### Data for review:
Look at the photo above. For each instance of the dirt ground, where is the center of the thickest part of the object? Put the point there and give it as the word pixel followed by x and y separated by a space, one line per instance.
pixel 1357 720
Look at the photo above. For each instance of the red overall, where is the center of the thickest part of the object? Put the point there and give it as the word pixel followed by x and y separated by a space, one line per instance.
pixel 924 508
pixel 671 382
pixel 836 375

### Work request:
Print the entries exactly.

### Written solution:
Look at the photo above. For each instance of the dirt ground, where is the center of the thickest part of the object? Put the point there and give it as the word pixel followed by x and y separated by a space, one line per instance.
pixel 1357 720
Look at the photo above. For each instance of the red overall, where is the center of the thickest part of the object? Put the point there and give it as the word pixel followed by x and y separated by a space, one line per instance.
pixel 924 508
pixel 671 382
pixel 836 375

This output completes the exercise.